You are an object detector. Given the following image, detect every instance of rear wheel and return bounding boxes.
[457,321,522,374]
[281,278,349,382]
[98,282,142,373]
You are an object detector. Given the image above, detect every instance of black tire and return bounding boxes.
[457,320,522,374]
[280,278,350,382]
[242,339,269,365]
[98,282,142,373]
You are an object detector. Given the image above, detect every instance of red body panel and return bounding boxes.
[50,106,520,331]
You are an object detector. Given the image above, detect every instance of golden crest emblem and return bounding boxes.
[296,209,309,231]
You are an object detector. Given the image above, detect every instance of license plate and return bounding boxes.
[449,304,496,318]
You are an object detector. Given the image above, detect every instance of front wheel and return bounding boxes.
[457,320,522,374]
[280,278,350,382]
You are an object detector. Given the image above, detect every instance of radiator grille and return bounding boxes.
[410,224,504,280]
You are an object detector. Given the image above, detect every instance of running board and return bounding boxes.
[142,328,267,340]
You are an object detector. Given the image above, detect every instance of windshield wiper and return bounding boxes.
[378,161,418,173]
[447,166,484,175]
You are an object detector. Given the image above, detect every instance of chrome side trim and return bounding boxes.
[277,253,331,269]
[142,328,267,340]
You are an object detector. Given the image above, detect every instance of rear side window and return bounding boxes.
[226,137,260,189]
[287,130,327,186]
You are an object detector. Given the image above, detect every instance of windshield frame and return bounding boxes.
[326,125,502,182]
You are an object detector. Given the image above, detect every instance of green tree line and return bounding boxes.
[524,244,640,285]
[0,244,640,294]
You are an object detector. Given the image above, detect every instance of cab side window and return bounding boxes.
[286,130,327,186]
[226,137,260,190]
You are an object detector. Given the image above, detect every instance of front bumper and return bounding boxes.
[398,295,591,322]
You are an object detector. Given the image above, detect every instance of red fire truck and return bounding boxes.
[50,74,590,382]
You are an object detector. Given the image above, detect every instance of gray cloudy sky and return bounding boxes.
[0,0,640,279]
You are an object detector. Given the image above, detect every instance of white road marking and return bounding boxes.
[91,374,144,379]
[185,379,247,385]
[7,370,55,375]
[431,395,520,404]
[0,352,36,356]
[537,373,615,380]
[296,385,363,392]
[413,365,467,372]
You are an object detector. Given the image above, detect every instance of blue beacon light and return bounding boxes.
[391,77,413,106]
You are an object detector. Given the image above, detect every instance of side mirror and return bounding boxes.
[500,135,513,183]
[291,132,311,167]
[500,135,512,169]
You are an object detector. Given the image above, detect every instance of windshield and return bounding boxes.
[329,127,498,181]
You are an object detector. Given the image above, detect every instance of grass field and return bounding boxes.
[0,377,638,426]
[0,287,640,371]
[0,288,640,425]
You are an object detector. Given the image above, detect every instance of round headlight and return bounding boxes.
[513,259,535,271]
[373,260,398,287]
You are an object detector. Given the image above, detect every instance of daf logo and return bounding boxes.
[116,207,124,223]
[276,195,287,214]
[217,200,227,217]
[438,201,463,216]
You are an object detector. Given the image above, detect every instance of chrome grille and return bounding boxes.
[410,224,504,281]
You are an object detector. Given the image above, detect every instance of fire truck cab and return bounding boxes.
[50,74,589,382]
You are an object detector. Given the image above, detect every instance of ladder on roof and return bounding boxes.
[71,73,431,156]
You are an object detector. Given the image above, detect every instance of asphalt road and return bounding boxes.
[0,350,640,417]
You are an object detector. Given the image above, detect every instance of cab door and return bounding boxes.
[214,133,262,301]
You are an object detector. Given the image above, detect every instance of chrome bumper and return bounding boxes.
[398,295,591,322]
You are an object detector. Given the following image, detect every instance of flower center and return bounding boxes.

··········

> [Required work]
How many lines in the data above contain the word "rear"? Reply with the number alone.

> [Full solution]
2